Work required |
Update every one of the records below so that "Indicate each instance with a pin" becomes "Mark every occurrence with a point", and reproduce all other text unchanged.

Exercise data |
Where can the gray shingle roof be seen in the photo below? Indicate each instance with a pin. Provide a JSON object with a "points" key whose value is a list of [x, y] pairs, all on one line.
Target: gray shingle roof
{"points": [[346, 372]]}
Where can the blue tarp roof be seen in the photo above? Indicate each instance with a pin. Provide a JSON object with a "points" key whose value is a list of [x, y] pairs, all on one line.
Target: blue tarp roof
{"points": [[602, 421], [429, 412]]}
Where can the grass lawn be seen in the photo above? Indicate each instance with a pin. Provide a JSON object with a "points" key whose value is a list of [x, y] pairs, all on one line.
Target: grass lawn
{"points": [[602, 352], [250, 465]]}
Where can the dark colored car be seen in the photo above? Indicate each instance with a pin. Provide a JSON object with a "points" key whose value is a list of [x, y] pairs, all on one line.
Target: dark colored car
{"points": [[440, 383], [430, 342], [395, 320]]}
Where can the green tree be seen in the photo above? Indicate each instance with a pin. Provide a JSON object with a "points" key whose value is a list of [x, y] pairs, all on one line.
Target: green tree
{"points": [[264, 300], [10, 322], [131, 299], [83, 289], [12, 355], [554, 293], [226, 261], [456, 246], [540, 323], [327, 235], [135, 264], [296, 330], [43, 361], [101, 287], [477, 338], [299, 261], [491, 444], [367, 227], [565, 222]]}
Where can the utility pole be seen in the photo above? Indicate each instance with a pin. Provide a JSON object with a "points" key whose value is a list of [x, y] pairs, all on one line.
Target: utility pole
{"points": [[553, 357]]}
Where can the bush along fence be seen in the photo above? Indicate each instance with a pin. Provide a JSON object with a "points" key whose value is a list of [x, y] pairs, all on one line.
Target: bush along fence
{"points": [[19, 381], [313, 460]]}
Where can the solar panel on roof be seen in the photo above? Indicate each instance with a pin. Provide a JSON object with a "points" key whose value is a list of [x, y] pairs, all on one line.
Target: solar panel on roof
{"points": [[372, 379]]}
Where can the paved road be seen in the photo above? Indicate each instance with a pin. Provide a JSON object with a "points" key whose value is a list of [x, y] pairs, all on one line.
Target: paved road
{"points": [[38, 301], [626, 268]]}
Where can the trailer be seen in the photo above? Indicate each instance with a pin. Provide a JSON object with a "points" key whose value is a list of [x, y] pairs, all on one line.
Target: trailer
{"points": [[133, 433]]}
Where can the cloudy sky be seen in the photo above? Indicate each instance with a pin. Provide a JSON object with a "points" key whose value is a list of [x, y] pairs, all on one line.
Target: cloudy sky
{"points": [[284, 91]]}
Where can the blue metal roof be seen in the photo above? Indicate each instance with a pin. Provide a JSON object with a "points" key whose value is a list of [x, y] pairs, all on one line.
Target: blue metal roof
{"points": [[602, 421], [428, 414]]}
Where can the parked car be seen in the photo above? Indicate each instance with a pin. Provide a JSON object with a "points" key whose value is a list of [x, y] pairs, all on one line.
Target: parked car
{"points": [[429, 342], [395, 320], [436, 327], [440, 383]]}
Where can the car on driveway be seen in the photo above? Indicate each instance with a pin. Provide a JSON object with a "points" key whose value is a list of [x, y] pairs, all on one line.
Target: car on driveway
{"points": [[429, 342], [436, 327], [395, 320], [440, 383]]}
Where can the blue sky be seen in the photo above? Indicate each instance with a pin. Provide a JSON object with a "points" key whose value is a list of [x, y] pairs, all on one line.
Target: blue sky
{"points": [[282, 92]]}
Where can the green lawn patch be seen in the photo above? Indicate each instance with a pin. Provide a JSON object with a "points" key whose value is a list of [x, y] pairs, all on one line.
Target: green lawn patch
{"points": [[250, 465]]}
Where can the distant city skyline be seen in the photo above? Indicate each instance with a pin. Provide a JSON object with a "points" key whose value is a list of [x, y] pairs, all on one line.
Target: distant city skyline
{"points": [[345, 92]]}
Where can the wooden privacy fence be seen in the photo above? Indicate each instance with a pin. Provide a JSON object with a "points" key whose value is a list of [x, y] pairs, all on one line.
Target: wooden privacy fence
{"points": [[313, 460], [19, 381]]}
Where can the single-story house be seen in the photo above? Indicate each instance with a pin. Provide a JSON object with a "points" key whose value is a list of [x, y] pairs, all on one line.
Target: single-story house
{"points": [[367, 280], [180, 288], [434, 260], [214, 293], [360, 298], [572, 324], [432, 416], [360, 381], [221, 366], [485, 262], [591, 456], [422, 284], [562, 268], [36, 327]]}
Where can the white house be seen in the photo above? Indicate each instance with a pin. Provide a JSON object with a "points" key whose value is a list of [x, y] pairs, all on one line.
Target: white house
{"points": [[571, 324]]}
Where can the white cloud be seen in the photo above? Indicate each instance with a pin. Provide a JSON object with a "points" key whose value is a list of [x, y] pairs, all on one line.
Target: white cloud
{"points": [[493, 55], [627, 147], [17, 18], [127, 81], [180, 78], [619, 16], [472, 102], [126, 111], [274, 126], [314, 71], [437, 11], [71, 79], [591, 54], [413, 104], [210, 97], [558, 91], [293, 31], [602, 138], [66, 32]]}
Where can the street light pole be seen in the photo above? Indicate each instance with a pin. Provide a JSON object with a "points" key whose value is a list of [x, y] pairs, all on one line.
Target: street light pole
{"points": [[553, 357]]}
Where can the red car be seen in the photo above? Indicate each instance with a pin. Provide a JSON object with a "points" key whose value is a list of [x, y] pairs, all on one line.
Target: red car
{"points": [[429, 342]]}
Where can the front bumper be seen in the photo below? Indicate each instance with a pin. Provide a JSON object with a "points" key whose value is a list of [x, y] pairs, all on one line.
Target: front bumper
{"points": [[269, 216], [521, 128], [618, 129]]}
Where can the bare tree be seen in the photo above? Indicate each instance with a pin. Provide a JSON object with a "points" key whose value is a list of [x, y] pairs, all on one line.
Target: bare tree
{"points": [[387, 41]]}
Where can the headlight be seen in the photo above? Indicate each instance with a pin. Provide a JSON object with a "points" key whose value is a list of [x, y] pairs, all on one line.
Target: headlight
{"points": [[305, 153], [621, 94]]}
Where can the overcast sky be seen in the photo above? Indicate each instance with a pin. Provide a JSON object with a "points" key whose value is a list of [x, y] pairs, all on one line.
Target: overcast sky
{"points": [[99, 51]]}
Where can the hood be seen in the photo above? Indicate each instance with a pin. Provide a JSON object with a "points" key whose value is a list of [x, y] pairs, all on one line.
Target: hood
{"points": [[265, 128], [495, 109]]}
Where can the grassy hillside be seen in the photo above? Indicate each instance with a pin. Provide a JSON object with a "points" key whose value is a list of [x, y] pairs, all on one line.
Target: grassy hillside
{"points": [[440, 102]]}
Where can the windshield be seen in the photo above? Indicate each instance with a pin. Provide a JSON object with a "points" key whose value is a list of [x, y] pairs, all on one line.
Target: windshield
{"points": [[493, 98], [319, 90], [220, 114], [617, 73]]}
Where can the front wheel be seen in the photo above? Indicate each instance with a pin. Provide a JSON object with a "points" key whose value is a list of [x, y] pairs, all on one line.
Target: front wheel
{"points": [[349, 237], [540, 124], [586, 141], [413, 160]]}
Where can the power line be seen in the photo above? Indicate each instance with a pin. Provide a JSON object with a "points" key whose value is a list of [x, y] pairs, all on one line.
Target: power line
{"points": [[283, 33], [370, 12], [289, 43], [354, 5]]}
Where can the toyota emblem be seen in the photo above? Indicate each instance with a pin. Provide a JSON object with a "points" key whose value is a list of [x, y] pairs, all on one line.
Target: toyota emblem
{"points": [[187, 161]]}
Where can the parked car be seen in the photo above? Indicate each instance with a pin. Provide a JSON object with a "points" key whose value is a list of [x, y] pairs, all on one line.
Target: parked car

Output below |
Where can the gray shingle roof be seen in the photo below? Mark every occurrence with a point. Provide a JSON object with a "points" key whose value is a list of [x, y] pairs, all on one line.
Target: gray shingle roof
{"points": [[346, 372]]}
Where can the blue tarp roof be seen in the photo above? Mark every occurrence with a point. Provide a JSON object with a "points" key whose value is a list of [x, y] pairs, all on one line.
Target: blue tarp roof
{"points": [[602, 421], [429, 412]]}
Where can the grass lawn be seen in the photo above? Mark every occurrence with a point. Provide a JSON object with a "points" key whose value is a list of [x, y] pairs, all on one line.
Target: grass lawn
{"points": [[602, 352], [250, 465]]}
Where can the dark colored car be seen in the photo above? Mark every occurrence with a point. Provide a JSON object with a "points" key whose value is a list of [x, y] pairs, all on one line.
Target: dark colored car
{"points": [[440, 383], [430, 342], [395, 320]]}
Where can the green tree be seen in the photo above? Mark every occurrence with a point. Provide a JSON object with a "points" key whose value is a list of [x, y] pairs, all on one line.
Target: green tree
{"points": [[264, 300], [10, 322], [131, 299], [83, 289], [12, 355], [554, 293], [226, 261], [456, 246], [540, 323], [327, 235], [135, 264], [296, 330], [43, 361], [101, 287], [477, 338], [299, 261], [491, 444], [367, 227], [565, 222]]}
Where can the utility pole be seen in the photo above? Mark every occurrence with a point. Provide a JSON object with a "points" key whose value is a list of [x, y] pairs, all on one line.
Target: utility pole
{"points": [[553, 357]]}
Where can the bush along fence be seen in the photo above? Mark every occurrence with a point. Provide a JSON object with a "points" key whose value is a list of [x, y] pairs, all on one line.
Target: bush along fence
{"points": [[19, 381], [313, 460]]}
Where can the solar panel on roof be seen in the photo above? Mark every occurrence with a point. Provide a JSON object with a "points" key whose value is a list of [x, y] pairs, all on one line.
Target: solar panel on roof
{"points": [[372, 379]]}
Where can the paved road be seen in the photo above? Mark every occurrence with a point. Provide a JSON object with a "points" key whose value is a list of [x, y] pairs, all on one line.
Target: paved road
{"points": [[38, 301], [626, 268]]}
Where can the trailer be seen in the photo above? Mark every occurrence with a point. Provide a JSON object with a "points" key whose value is a list of [x, y] pairs, all on one line.
Target: trailer
{"points": [[133, 433]]}
Where can the cloudy sky be seen in the photo above? Mark every occurrence with a point. Provide a JSON object with a "points" key whose value is a list of [x, y] pairs, all on one line.
Target: cloudy sky
{"points": [[284, 91]]}
Where can the blue metal roof be seen in the photo above? Mark every occurrence with a point. Provide a JSON object with a "points" key whose value is a list of [x, y] pairs, all on one line.
Target: blue metal roof
{"points": [[602, 421], [428, 414]]}
Where can the parked car be seen in the photo above? Mark every occurrence with a point. Provide a JSON object with a "points" key whose value is a list of [x, y] pairs, all on one line.
Target: parked car
{"points": [[429, 342], [395, 320], [436, 327], [440, 383]]}
Where can the car on driveway be seen in the photo above? Mark every occurrence with a point. Provide a JSON object with a "points" key whose value is a list of [x, y] pairs, all on one line.
Target: car on driveway
{"points": [[429, 342], [436, 327], [395, 320], [440, 383]]}
Where can the blue sky be seen in the photo above? Mark every occurrence with a point. Provide a JSON object with a "points" key whose value is a list of [x, y] pairs, all on one line.
Target: blue sky
{"points": [[282, 92]]}
Where can the green lawn patch be seen in the photo above? Mark every occurrence with a point. Provide a JSON object with a "points" key whose value is a list of [x, y] pairs, all on one line.
Target: green lawn patch
{"points": [[250, 465]]}
Where can the distant city skyline be seen in the photo above? Mark every occurrence with a point. Provide a JSON object with a "points" key whose value is a list of [x, y] pairs, all on one line.
Target: distant city skyline
{"points": [[345, 92]]}
Where can the wooden privacy fence be seen in the photo above? Mark every occurrence with a point. Provide a JSON object with a "points" key whose value is a list of [x, y] pairs, all on one line.
Target: wooden privacy fence
{"points": [[313, 460], [19, 381]]}
Where can the single-story house be seen in the photo above? Mark every occurrence with a point. Provide a JSON object with a "points" key whose value is a list of [x, y] pairs, all on one line.
Target: single-story house
{"points": [[367, 280], [180, 288], [434, 260], [214, 293], [360, 298], [572, 324], [432, 416], [360, 381], [221, 366], [485, 262], [591, 456], [422, 284], [562, 268], [36, 327]]}
Where can the white house be seen in the photo above? Mark every occurrence with a point. Provide a JSON object with a "points" key whose value is a list of [x, y] pairs, all on one line.
Target: white house
{"points": [[571, 324]]}
Where can the white cloud be seen in the photo above? Mark every occurrence with a point. Provide a JSON object with a "points" key whose value is a list of [x, y] pairs, all on one line.
Target: white cloud
{"points": [[493, 55], [627, 147], [17, 18], [127, 81], [180, 78], [619, 16], [472, 102], [126, 111], [274, 126], [314, 71], [437, 11], [71, 79], [591, 54], [413, 104], [210, 97], [558, 91], [293, 31], [602, 138], [66, 32]]}
Where can the street light pole be seen in the photo above? Mark every occurrence with a point. Provide a JSON object with a "points" key whose value is a list of [x, y] pairs, all on one line.
Target: street light pole
{"points": [[553, 357]]}
Where can the red car be seen in the photo above? Mark every occurrence with a point. Provide a JSON object with a "points" key whose value is a list of [x, y] pairs, all on one line.
Target: red car
{"points": [[429, 342]]}
Where can the front bumper be seen in the photo below? Mark every occurrence with a point. Provide a JSON object with a "points" key whose value is a list of [x, y] pairs, all on one line.
Target: front bumper
{"points": [[269, 216], [521, 128], [618, 129]]}
Where can the bare tree be seen in the photo above? Mark every occurrence with a point. Provide a JSON object with a "points" key whose value is a list of [x, y] pairs, all on one line.
Target: bare tree
{"points": [[387, 41]]}
Where can the headlight be seen in the photo above? Mark every occurrence with a point. Provide a JSON object with a "points" key whose value is a list of [x, y] pairs, all on one line.
Target: headlight
{"points": [[305, 153], [621, 94]]}
Where can the overcast sky be seen in the photo above? Mark every occurrence with a point. Provide a JSON object with a "points" key whose value is a list of [x, y] pairs, all on one line.
Target: overcast sky
{"points": [[99, 51]]}
Where can the hood be seen in the photo above? Mark every occurrence with a point. Provide a JSON object with a "points" key whose value is a list of [x, y] pairs, all on one line.
Target: hood
{"points": [[265, 128], [495, 109]]}
Where can the grassy hillside be seen in the photo above? Mark every occurrence with a point. Provide a JSON object with a "points" key whose value is a list of [x, y] pairs, all on one line.
Target: grassy hillside
{"points": [[440, 102]]}
Where can the windshield be seen in the photo above? Mark every occurrence with a point. Provide a JSON object with a "points" key whose value is a list of [x, y] pairs, all on one line.
Target: windshield
{"points": [[493, 98], [319, 90], [220, 114], [617, 73]]}
Where can the front wheel be seen in the photo above? Mark every occurrence with a point. Provide a JSON object with a "points" key whose value is a list of [x, y] pairs, all on one line.
Target: front wheel
{"points": [[349, 237], [540, 124], [586, 141], [413, 160]]}
Where can the power line be seen in the photo above? Mark every occurrence with a point. Provide a JSON object with a "points" key whose value is a list of [x, y] pairs, all on one line.
Target: power line
{"points": [[283, 33], [370, 12], [289, 43], [354, 5]]}
Where can the toyota emblem be seen in the photo above? Mark every occurrence with a point. Provide a JSON object with a "points" key whose value is a list of [x, y] pairs, all on one line.
Target: toyota emblem
{"points": [[187, 161]]}
Where can the parked car be seen in the photo above? Mark every occurrence with a point. Provide a JSON object with a "points" key whose value is a list of [x, y] pairs, all on one line.
Target: parked car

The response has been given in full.